▸ **Work required**:
Put every line of the data below into a JSON list of strings, one string per line, with blank lines skipped and the pictures left out.

** Begin Provided material **

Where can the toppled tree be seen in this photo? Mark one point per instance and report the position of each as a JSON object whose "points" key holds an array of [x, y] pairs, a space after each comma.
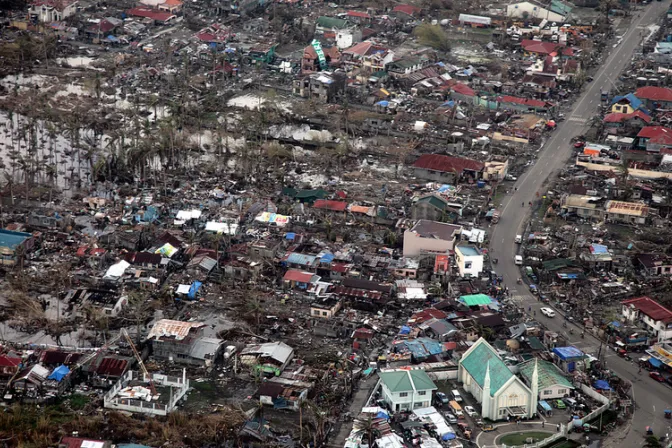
{"points": [[432, 36]]}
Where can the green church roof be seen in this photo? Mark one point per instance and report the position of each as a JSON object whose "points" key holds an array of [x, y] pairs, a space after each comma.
{"points": [[477, 361]]}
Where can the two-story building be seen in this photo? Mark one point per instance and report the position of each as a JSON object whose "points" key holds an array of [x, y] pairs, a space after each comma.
{"points": [[48, 11], [654, 316], [447, 169], [430, 237], [469, 260], [405, 390]]}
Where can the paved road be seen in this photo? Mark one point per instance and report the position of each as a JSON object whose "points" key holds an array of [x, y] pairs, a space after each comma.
{"points": [[652, 398]]}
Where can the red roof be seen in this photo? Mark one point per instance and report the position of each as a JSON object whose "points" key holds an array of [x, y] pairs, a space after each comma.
{"points": [[407, 9], [150, 14], [298, 276], [75, 442], [361, 15], [112, 366], [523, 101], [654, 93], [6, 361], [463, 89], [619, 118], [651, 308], [336, 206], [447, 164], [427, 314], [654, 132], [535, 46]]}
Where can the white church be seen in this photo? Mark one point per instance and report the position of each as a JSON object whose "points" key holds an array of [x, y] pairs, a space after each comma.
{"points": [[501, 393]]}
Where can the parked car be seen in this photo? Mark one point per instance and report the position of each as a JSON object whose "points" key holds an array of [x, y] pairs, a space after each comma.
{"points": [[657, 376], [442, 398], [450, 418], [548, 312]]}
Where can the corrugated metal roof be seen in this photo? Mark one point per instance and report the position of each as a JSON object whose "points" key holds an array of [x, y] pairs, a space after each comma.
{"points": [[172, 328]]}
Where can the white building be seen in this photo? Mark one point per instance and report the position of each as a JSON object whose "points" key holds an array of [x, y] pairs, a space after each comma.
{"points": [[469, 261], [534, 10], [348, 37], [650, 314], [430, 237], [405, 390], [47, 11], [501, 393]]}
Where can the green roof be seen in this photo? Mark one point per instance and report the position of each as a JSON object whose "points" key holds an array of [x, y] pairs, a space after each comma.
{"points": [[435, 201], [549, 374], [560, 7], [403, 380], [476, 299], [332, 22], [477, 361]]}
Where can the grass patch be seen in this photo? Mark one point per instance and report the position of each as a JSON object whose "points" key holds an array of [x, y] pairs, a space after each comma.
{"points": [[566, 444], [520, 438]]}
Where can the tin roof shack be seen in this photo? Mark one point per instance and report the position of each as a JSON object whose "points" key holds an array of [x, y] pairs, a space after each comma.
{"points": [[13, 245], [283, 394], [76, 442], [107, 301], [29, 381], [269, 359], [184, 342], [447, 169], [9, 366]]}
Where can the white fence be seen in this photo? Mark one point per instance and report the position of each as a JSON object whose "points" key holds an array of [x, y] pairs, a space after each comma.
{"points": [[179, 387]]}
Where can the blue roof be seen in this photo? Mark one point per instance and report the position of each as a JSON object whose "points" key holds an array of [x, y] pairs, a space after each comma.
{"points": [[59, 373], [302, 259], [468, 251], [424, 347], [634, 102], [11, 239], [599, 249], [568, 353]]}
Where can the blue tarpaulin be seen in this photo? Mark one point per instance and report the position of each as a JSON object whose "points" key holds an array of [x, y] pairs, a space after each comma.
{"points": [[601, 385], [59, 373], [194, 289], [327, 258]]}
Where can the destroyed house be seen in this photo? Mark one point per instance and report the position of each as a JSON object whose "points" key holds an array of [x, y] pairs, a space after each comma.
{"points": [[447, 169], [14, 244], [105, 300], [270, 358], [281, 395], [183, 342], [144, 259], [105, 371]]}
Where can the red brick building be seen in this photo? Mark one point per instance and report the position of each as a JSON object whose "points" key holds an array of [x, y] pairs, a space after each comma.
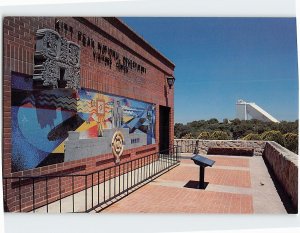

** End Provided material **

▸ **Written answer**:
[
  "Where can the toppled tree be seen in this photo? Mark one point per instance and report the position of each as a JSON object whose \"points\" key holds an array of [x, y] pairs, a space after each comma.",
  "{\"points\": [[432, 36]]}",
  "Where can the green church roof be seen in this photo? Mark one point per instance and report the position of each as a JSON object whose \"points\" key holds an array of [x, y] pairs, a space after each comma.",
  "{\"points\": [[477, 361]]}",
  "Where can the two-story building be seen in this photo? Mark one point per instance and report the position of each as a JSON object whose \"points\" key holds an array of [x, y] pairs, a space after each comma.",
  "{\"points\": [[48, 11], [654, 316], [447, 169], [430, 237], [469, 260], [405, 390]]}",
  "Where can the paved road be seen in this photo? Mark one point per instance and report the position of each as a JSON object whose \"points\" key holds an array of [x, y] pairs, a space after each comma.",
  "{\"points\": [[652, 398]]}",
  "Where can the red roof be seen in this photo? Mark one point per instance and report the position of each as a JSON object whose \"points\" key holds an array of [x, y] pairs, a space after each comma.",
  "{\"points\": [[407, 9], [150, 14], [298, 276], [75, 442], [361, 15], [112, 366], [523, 101], [654, 93], [6, 361], [463, 89], [619, 118], [651, 308], [336, 206], [447, 164], [427, 314], [654, 132], [535, 46]]}",
  "Where can the white church be seen in this photo? Mark one point per instance and report the position of each as a JSON object whose \"points\" key holds an array of [x, y] pairs, a space after each comma.",
  "{\"points\": [[501, 393]]}",
  "Where can the parked car be seen in this photo? Mark one point per instance and report the position of each as a JSON object whose \"points\" key holds an array of [x, y] pairs, a space after each comma.",
  "{\"points\": [[657, 376], [442, 398], [450, 418], [548, 312]]}",
  "Where can the corrugated metal roof be seen in this photo? Mark one point per instance and report the position of each as a JSON object whose \"points\" key holds an array of [x, y] pairs, a space after each comma.",
  "{\"points\": [[172, 328]]}",
  "Where can the white building be seen in this photo? Mark one point per instance and report the position of each as a JSON object whose \"points\" key holds an array of [x, y] pairs, a space after each comma.",
  "{\"points\": [[469, 261], [534, 10], [348, 37], [650, 314], [430, 237], [405, 390], [47, 11], [501, 393]]}",
  "Where can the green roof be seen in this photo? Mark one point per instance and report the position of each as a JSON object whose \"points\" key holds an array of [x, y] pairs, a space after each comma.",
  "{\"points\": [[435, 201], [549, 374], [560, 7], [403, 380], [476, 299], [332, 22], [477, 361]]}",
  "Where can the grass patch be seen in this photo? Mark one point per instance and report the position of each as a JSON object whose \"points\" key holds an array of [x, y] pairs, a space after each comma.",
  "{\"points\": [[566, 444], [520, 438]]}",
  "Where can the tin roof shack be seen in this photo? Mark one point per instance and report the position of each as a JSON object whose \"points\" key holds an array of [x, y] pairs, a space after each comma.",
  "{\"points\": [[13, 245], [283, 394], [76, 442], [107, 301], [29, 381], [269, 359], [184, 342], [447, 169], [9, 366]]}",
  "Where can the white fence be seen in this photo? Mark one point per instance and report the position of each as a JSON object whose \"points\" key holds an array of [x, y] pairs, a space after each comma.",
  "{\"points\": [[179, 387]]}",
  "Where can the blue roof be seen in this photo? Mark one point per instance and report the position of each as a JSON object whose \"points\" key holds an array of [x, y] pairs, a space after each comma.",
  "{\"points\": [[59, 373], [302, 259], [468, 251], [424, 347], [634, 102], [11, 239], [599, 249], [568, 353]]}",
  "Where can the blue tarpaulin be seen in this photo? Mark one point per instance and report the position of each as a JSON object whose \"points\" key holds an array of [x, y] pairs, a space after each comma.",
  "{\"points\": [[601, 385], [59, 373], [194, 289], [327, 258]]}",
  "Where can the destroyed house be seen in this photo? Mark one point per instance and report the position of each as a JSON object whose \"points\" key holds an array of [x, y] pairs, a space after each comma.",
  "{\"points\": [[447, 169], [14, 244], [105, 300], [270, 358], [281, 395], [183, 342], [144, 259], [105, 371]]}",
  "Where can the red brick building be seen in this photo? Mark one point per instance and report the position of each as a JSON object whose \"points\" key holds an array of [x, y] pairs, a space after each comma."
]